▸ **Work to be completed**
A bare number is all that is needed: how many lines below contain the string "blue"?

Data excerpts
■ ■ ■
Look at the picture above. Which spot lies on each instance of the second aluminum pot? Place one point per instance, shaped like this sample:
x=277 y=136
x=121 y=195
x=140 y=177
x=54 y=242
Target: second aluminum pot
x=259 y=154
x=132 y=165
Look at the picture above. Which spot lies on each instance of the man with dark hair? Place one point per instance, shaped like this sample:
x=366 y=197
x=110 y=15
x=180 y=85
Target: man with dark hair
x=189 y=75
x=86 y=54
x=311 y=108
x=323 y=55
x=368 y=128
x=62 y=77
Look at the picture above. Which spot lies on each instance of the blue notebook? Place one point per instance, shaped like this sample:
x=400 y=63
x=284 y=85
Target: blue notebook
■ ■ ■
▸ **Task result**
2